> **PROBLEMS TO WORK ON**
**A)** Answer these questions from the Dunsmuir commentary, one answer per line, marked to match:
(i) Which case is listed under "Cases Considered"?
(ii) What is the title given for the PDF version?
(iii) What power do the courts retain over the exercise of regulatory authority?
**B)** List every kind of key decision that the Dunsmuir commentary says is authorized by legislation and made and implemented by regulatory authorities.
**C)** Carry the Dunsmuir commentary forward from its final sentence.

begin SUPPLIED TEXT

Cases Considered: Dunsmuir v. New Brunswick, 2008 SCC 9

PDF Version: The Metaphysical Court: Dunsmuir v. New Brunswick and the Standard of Review

Introduction
The standard used by courts to review administrative decision-making is of central importance to energy and resource development law. Key decisions about regulation of utilities, supervision of energy markets, development of energy projects and facilities, and environmental obligations imposed on resource development, are authorized by legislation, and made and implemented by regulatory authorities. While for the most part, most of the time, the focus of everyone involved is simply on the making and implementing of those regulatory decisions, the courts retain the constitutional power to review and ultimately control this exercise of regulatory authority. Thus, the question of how the courts will exercise that power – the level of deference they will employ and how willing they will be to override regulatory decision-makers – is the fundamental backdrop against which these decisions are made.

end SUPPLIED TEXT
begin DATA SECTION

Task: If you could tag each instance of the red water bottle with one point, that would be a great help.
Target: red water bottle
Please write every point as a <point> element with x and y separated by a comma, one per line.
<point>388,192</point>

end DATA SECTION

> **OUTPUTS BY TASK**
**A)**
(i) Dunsmuir v. New Brunswick, 2008 SCC 9
(ii) The Metaphysical Court: Dunsmuir v. New Brunswick and the Standard of Review
(iii) The constitutional power to review and ultimately control it

**B)**
- Regulation of utilities
- Supervision of energy markets
- Development of energy projects and facilities
- Environmental obligations imposed on resource development

**C)**
The question considered by this blog is whether, given the decision of the Supreme Court of Canada in Dunsmuir v. New Brunswick to “re-examine the foundations of judicial review and the standards of review applicable in various situations,” (Dunsmuir at para. 24) that fundamental backdrop has changed. To answer this question I will, first, identify in general terms how the Alberta Court of Appeal has approached the judicial review of decisions by the Alberta Energy and Utilities Board (EUB) – the regulatory agency which, until its recent division in two, was centrally responsible for regulatory decisions related to energy and resource development in Alberta. Second, I will analyze the Supreme Court’s decision in Dunsmuir to assess the extent to which it has shifted both the basis for identifying the appropriate standard of review, and how that review is to be conducted in a particular case. Finally, I will make a preliminary assessment as to how those changes, if any, are likely to impact the judicial review of decisions of the successors to the EUB – the Alberta Utilities Commission (AUC) and the Energy Resources and Conservation Board (ERCB).

Ultimately, my position will be that while Dunsmuir makes a variety of sweeping pronouncements about judicial review, it is likely to do little to resolve the complexity of the judicial review jurisprudence, and will not change how judicial review is conducted in practice.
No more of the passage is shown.